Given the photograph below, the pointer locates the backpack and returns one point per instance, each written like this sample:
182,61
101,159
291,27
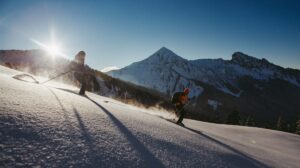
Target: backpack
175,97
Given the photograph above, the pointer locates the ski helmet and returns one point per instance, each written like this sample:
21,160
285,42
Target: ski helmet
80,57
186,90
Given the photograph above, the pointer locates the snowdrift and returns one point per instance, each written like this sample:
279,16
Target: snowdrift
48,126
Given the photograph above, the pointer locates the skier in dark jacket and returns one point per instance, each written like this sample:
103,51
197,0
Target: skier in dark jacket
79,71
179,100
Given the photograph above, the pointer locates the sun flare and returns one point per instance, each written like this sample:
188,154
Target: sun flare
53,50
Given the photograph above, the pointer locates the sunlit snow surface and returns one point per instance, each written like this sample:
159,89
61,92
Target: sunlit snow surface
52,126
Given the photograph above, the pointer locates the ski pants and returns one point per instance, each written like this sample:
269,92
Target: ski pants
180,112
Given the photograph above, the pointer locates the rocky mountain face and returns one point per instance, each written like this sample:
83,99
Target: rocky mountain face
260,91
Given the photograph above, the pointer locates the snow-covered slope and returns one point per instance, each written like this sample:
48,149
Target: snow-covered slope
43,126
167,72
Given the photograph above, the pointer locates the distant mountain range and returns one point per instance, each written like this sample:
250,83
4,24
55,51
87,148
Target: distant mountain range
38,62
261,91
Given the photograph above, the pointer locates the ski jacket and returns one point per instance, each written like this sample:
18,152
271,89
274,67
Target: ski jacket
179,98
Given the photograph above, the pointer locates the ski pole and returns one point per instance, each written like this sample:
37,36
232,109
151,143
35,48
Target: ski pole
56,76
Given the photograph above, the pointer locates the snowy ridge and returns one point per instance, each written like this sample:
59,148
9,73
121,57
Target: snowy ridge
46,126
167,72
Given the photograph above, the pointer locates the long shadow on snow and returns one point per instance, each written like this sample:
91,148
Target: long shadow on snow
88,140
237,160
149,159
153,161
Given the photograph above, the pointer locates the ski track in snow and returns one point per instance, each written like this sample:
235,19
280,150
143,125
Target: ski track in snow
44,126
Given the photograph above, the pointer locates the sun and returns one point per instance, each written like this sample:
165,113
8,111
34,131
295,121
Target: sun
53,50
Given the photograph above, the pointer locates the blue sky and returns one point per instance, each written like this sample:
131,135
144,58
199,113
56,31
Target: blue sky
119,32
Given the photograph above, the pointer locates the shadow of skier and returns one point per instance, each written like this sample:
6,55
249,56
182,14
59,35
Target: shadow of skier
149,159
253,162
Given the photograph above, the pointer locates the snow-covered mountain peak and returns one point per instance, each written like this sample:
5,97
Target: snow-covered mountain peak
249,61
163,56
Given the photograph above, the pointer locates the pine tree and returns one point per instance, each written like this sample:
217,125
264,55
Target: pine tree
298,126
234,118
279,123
====================
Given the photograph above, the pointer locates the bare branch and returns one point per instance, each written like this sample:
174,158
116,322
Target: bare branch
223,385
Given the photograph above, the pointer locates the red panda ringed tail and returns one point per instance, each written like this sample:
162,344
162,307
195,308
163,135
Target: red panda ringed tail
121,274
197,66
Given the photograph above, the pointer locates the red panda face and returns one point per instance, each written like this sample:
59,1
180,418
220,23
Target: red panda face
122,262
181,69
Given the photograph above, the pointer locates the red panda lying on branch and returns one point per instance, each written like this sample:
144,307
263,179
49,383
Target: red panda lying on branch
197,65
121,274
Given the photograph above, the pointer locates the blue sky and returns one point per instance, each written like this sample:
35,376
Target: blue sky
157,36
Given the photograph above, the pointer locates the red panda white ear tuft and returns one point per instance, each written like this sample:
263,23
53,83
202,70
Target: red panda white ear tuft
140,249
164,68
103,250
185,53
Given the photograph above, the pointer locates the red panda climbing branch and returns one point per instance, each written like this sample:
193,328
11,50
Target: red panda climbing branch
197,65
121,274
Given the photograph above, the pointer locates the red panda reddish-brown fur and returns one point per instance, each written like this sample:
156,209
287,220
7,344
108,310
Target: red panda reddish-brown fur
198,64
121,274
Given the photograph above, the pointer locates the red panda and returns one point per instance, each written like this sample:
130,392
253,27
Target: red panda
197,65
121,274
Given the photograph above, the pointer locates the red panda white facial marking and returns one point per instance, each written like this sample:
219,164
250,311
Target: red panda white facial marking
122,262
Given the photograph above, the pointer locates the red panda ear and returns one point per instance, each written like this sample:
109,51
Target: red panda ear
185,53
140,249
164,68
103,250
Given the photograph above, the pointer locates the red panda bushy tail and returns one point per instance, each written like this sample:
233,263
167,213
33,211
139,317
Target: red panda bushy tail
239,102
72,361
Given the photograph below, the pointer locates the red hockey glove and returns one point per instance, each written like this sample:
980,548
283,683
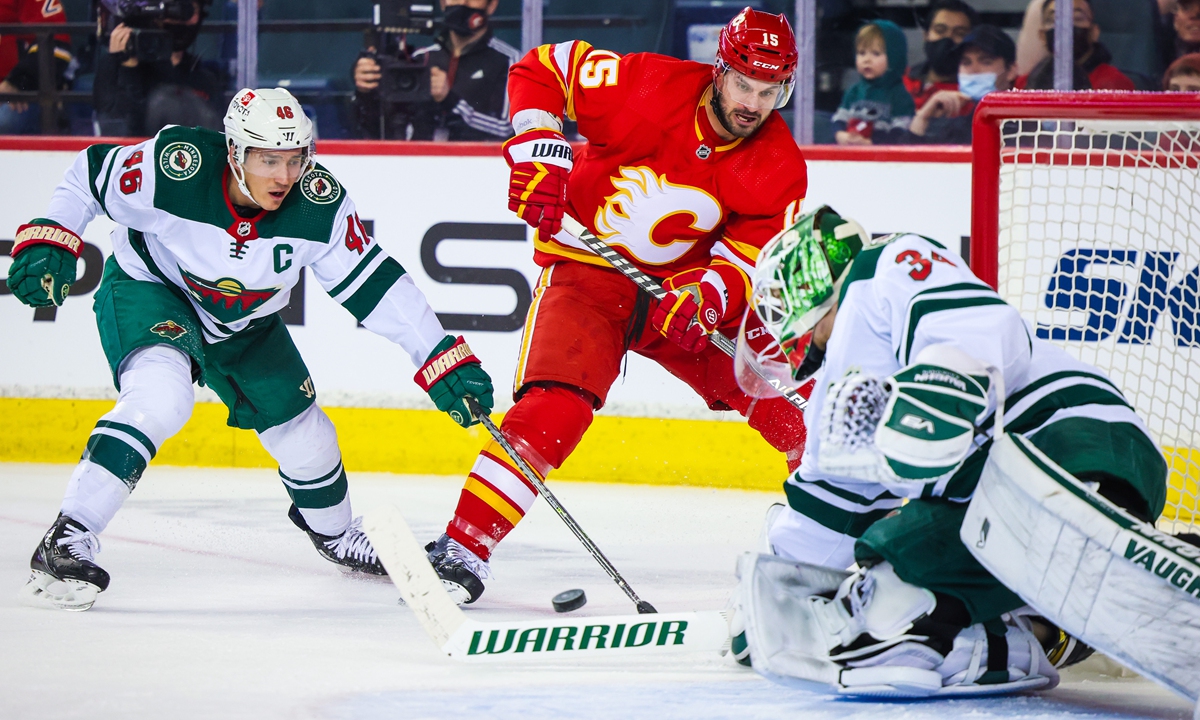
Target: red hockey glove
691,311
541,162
====================
- **Task description**
All lines in the records with the string "below" should be copied out.

- **Task solution**
Given the photograph below, the pointer locates the backpack and returns one point per instance, each written like this sample:
Given the photograph below, the pointer locates the red hockey glove and returns one point per instance, each written like this sample:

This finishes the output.